> [PROBLEM TO WORK ON]:
Could you put the items below into a numbered list, leaving out any blank lines?
▽
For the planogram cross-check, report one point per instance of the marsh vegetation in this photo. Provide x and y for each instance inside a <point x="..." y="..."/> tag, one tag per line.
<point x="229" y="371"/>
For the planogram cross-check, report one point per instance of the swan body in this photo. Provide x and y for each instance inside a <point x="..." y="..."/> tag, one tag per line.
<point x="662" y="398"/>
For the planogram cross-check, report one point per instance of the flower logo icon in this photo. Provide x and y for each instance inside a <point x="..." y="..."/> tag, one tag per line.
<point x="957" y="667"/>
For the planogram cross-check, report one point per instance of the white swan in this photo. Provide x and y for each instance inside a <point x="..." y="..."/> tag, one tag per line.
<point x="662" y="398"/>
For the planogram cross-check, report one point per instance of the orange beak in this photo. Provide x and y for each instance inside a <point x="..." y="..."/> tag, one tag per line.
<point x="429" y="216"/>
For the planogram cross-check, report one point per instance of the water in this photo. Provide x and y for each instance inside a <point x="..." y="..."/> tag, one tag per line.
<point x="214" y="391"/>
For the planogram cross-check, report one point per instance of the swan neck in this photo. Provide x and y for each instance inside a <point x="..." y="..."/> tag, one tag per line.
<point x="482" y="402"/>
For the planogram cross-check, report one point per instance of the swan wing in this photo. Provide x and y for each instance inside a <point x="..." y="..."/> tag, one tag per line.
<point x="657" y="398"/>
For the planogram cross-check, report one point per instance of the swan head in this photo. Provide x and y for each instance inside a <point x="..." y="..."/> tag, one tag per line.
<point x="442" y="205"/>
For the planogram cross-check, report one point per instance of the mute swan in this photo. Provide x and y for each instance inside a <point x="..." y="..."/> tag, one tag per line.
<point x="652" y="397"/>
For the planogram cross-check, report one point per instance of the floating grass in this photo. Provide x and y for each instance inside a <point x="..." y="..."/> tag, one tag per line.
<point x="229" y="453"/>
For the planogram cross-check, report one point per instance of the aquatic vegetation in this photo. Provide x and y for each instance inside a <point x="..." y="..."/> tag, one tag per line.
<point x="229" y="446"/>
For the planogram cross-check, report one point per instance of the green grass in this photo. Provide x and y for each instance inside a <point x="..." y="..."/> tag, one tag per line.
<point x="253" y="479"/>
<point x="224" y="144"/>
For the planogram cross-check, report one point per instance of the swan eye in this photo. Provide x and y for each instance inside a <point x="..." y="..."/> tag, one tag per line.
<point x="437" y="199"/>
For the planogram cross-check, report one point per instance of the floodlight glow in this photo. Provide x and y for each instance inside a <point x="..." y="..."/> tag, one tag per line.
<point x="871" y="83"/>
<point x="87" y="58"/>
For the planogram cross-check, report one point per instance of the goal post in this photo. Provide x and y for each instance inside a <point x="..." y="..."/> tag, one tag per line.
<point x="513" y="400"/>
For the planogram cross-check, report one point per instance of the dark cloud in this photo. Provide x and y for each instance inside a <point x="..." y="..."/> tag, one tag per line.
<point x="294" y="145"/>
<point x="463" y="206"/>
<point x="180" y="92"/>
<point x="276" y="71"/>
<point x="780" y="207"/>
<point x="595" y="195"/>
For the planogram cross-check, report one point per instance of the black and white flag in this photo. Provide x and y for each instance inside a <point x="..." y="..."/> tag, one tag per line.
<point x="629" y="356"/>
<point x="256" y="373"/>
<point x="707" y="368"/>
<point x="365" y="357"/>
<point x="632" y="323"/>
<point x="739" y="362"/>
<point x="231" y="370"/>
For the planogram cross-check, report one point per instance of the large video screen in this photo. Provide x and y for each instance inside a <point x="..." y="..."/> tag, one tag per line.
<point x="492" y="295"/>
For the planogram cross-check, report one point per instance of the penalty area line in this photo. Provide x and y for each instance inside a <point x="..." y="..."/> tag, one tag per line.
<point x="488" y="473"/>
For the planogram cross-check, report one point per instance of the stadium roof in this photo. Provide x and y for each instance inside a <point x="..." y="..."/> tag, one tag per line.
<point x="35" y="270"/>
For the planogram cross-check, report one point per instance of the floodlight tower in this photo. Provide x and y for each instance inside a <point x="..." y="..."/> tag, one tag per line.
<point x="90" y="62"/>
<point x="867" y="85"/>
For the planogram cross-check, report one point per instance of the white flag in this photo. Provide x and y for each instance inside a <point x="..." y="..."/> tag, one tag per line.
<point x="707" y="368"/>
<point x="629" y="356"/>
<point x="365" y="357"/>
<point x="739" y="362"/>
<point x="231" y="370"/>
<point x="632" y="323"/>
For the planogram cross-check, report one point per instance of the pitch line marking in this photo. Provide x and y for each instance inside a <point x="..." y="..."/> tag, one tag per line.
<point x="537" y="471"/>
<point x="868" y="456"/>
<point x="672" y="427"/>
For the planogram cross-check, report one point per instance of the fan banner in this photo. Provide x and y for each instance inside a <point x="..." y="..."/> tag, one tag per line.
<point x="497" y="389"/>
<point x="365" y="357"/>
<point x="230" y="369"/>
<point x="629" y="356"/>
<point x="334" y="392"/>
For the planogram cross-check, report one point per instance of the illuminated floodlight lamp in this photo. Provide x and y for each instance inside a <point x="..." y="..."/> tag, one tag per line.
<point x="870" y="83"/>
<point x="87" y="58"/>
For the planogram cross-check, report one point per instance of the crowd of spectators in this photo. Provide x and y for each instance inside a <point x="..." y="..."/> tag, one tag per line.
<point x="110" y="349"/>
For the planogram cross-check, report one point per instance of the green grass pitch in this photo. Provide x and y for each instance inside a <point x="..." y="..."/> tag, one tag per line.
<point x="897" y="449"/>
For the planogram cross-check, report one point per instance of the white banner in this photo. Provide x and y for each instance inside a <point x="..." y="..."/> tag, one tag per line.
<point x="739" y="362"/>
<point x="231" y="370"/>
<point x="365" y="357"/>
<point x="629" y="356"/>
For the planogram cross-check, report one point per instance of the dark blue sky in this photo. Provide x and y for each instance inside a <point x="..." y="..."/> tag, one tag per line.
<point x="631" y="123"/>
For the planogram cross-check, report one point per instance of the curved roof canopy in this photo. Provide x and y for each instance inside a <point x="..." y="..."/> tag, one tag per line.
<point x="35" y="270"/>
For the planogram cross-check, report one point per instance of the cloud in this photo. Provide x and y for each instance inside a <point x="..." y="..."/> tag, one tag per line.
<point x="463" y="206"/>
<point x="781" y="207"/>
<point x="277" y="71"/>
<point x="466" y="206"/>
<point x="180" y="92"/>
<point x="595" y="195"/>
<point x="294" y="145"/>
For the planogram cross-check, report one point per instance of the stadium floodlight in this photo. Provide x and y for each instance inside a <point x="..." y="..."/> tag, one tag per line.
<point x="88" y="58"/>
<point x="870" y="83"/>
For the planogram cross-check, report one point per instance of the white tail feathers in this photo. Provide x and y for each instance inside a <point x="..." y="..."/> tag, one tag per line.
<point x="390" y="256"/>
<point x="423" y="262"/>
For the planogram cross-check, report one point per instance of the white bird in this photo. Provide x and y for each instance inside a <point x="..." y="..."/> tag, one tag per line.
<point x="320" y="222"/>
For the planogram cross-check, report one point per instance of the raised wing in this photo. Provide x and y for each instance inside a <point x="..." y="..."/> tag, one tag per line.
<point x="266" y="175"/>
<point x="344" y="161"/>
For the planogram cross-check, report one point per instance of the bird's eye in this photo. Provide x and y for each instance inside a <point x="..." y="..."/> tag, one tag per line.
△
> [CORRECT RESULT]:
1. For the planogram cross-check, report one point per instance of the marsh vegetation in this photo. Provide x and y for each instance inside a <point x="..." y="..."/> tag, one tag per line.
2. <point x="229" y="371"/>
3. For the planogram cross-check, report one point per instance of the swan body in this photo. Provide x and y for each instance inside a <point x="..." y="..."/> tag, one tag per line.
4. <point x="662" y="398"/>
5. For the planogram cross-check, report one point per instance of the flower logo icon in this photo. Provide x and y for each instance inside a <point x="..." y="..."/> tag, one tag per line.
6. <point x="957" y="667"/>
7. For the planogram cross-check, report one point per instance of the white swan in this photo. Provide x and y for each instance inside a <point x="..." y="..."/> tag, one tag per line.
8. <point x="662" y="398"/>
9. For the planogram cross-check, report one point per instance of the orange beak in this photo. Provide x and y for each instance inside a <point x="..." y="..."/> tag, one tag per line.
10. <point x="429" y="216"/>
11. For the planogram cross-check, report one point per instance of the water in this photo. Provide x and y for each instance inside a <point x="..." y="..."/> tag, one tag per line.
12. <point x="214" y="391"/>
13. For the planogram cross-check, report one point per instance of the swan neck in this photo. Provide x and y for each instance inside a <point x="..." y="..."/> tag, one tag per line.
14. <point x="482" y="402"/>
15. For the planogram cross-check, report one point per instance of the swan wing in this photo. Provide x and y for each instance inside a <point x="..." y="..."/> tag, one tag per line.
16. <point x="657" y="398"/>
17. For the planogram cross-check, report one point per instance of the swan head in this photo. Provide x and y for each instance inside a <point x="..." y="..."/> tag, one tag per line.
18. <point x="442" y="205"/>
19. For the planogram cross-check, report one point per instance of the mute swan in this photo. Provide x and y for each instance inside a <point x="..." y="..."/> tag, one tag per line.
20. <point x="652" y="397"/>
21. For the planogram cross-check, report one point per instance of the floating grass in this photo. Provide x and y for each instance inside a <point x="..." y="..."/> tag, one tag per line.
22. <point x="229" y="453"/>
23. For the planogram cross-check, report one point per instance of the aquatic vegetation in this photo. Provide x and y for each instance inside a <point x="..." y="..."/> tag, one tag per line.
24. <point x="229" y="446"/>
25. For the planogram cross-check, report one point per instance of the green grass in this photo. Provide x and y for each instance inside a <point x="..." y="..."/> tag, one tag per line.
26. <point x="253" y="479"/>
27. <point x="224" y="144"/>
28. For the planogram cross-check, report one point per instance of the swan eye in this photo. Provide x and y for each instance inside a <point x="..." y="..."/> tag, one tag per line.
29. <point x="437" y="199"/>
30. For the planogram cross-check, report one point per instance of the floodlight glow in this photo. Provide x and y for each instance inside a <point x="..." y="..."/> tag, one tag per line.
31. <point x="871" y="83"/>
32. <point x="87" y="58"/>
33. For the planogram cross-check, report one point per instance of the goal post in this photo. Provide x and y for each instance inside a <point x="..." y="..."/> tag, one tag per line.
34. <point x="513" y="400"/>
35. For the planogram cross-check, report one point per instance of the dark cloud in this photo. Provide x and y for each instance inside a <point x="..." y="..."/> tag, one tag per line.
36. <point x="294" y="145"/>
37. <point x="463" y="206"/>
38. <point x="180" y="92"/>
39. <point x="276" y="71"/>
40. <point x="780" y="207"/>
41. <point x="595" y="195"/>
42. For the planogram cross-check, report one point per instance of the black and white flag in this photo. Provide x and y for each instance inside a <point x="..." y="..."/> tag, one tag per line.
43. <point x="629" y="356"/>
44. <point x="256" y="373"/>
45. <point x="707" y="368"/>
46. <point x="365" y="357"/>
47. <point x="632" y="323"/>
48. <point x="739" y="362"/>
49. <point x="231" y="370"/>
50. For the planogram cross-check, report one point per instance of the large video screen in this photo. Provide x and y for each instance inside a <point x="..." y="..."/> tag, one tag per line.
51. <point x="492" y="295"/>
52. For the planogram cross-check, report one point per instance of the penalty area line in this photo. Provide x and y for each instance inside a <point x="..." y="..."/> tag, one tag per line.
53. <point x="488" y="473"/>
54. For the planogram cross-check, report one point per instance of the stadium roof in this photo. Provide x and y for each instance inside a <point x="..." y="..."/> tag, one tag per line.
55. <point x="35" y="270"/>
56. For the planogram cross-check, report one point per instance of the floodlight tower in this photo. Provide x and y for each instance inside a <point x="..." y="..."/> tag, one tag per line.
57. <point x="90" y="62"/>
58. <point x="867" y="85"/>
59. For the planogram cross-check, report one point per instance of the white flag in this photo. Provide x and y for each instance inside a <point x="..." y="..."/> tag, one tag per line.
60. <point x="707" y="368"/>
61. <point x="629" y="356"/>
62. <point x="365" y="357"/>
63. <point x="739" y="362"/>
64. <point x="231" y="370"/>
65. <point x="632" y="323"/>
66. For the planogram cross-check, report one point per instance of the pitch line marking in this photo. Provide x and y for each instance inside a <point x="..." y="..."/> tag, one tag per line.
67. <point x="537" y="471"/>
68. <point x="868" y="456"/>
69. <point x="672" y="427"/>
70. For the planogram cross-check, report one point per instance of the fan banner in this photo. Provide x and y for each instance inside a <point x="..." y="..."/> tag, one tag per line.
71. <point x="497" y="389"/>
72. <point x="365" y="357"/>
73. <point x="230" y="369"/>
74. <point x="629" y="356"/>
75. <point x="334" y="392"/>
76. For the planogram cross-check, report one point per instance of the illuminated floodlight lamp in this photo. Provide x and y for each instance inside a <point x="..." y="..."/> tag, one tag per line.
77. <point x="870" y="83"/>
78. <point x="87" y="58"/>
79. For the planogram cross-check, report one point per instance of the crowd of spectators in this photo. Provide x and y for each instance inside a <point x="..." y="..."/> tag, one tag per line.
80. <point x="110" y="349"/>
81. For the planogram cross-check, report one point per instance of the green grass pitch in this photo. Provide x and y for each instance inside a <point x="..." y="..."/> tag, one tag per line.
82. <point x="897" y="449"/>
83. For the planogram cross-check, report one point per instance of the white banner in this photo. Provide x and y for each instance inside a <point x="..." y="..."/> tag, one tag per line.
84. <point x="739" y="362"/>
85. <point x="231" y="370"/>
86. <point x="365" y="357"/>
87. <point x="629" y="356"/>
88. For the planogram cross-check, report one point per instance of the dark blue sky in this photo. Provide x and y for each instance inside a <point x="..." y="..."/> tag, one tag per line.
89. <point x="631" y="123"/>
90. For the planogram cross-check, report one point per instance of the curved roof canopy in this photo. Provide x and y for each instance inside a <point x="..." y="..."/> tag, one tag per line.
91. <point x="35" y="270"/>
92. For the planogram cross-check, report one point per instance of the cloud in this photo. Provide x and y for each instance inside a <point x="..." y="..."/> tag, one tag per line.
93. <point x="463" y="206"/>
94. <point x="781" y="207"/>
95. <point x="277" y="71"/>
96. <point x="466" y="206"/>
97. <point x="180" y="92"/>
98. <point x="595" y="195"/>
99. <point x="294" y="145"/>
100. For the planogram cross-check, report one point per instance of the stadium floodlight in this photo. Provide x and y for each instance inside a <point x="..." y="..."/> tag, one tag per line.
101. <point x="88" y="58"/>
102. <point x="870" y="83"/>
103. For the planogram cross-check, report one point per instance of the white tail feathers in this photo. Provide x and y for each instance inside a <point x="..." y="..."/> tag, one tag per line.
104. <point x="390" y="256"/>
105. <point x="423" y="262"/>
106. For the planogram cross-check, report one point per instance of the white bird in this photo. Provide x and y for each instance inside a <point x="..." y="..."/> tag, one tag per line.
107. <point x="320" y="222"/>
108. For the planogram cross-check, report one point per instance of the raised wing in this photo. Provide x and y for each instance inside a <point x="..." y="..."/> tag, one tag per line.
109. <point x="266" y="175"/>
110. <point x="344" y="161"/>
111. For the planogram cross-check, report one point per instance of the bird's eye in this photo. Provide x and y for each instance inside a <point x="..." y="..."/> tag, one tag per line.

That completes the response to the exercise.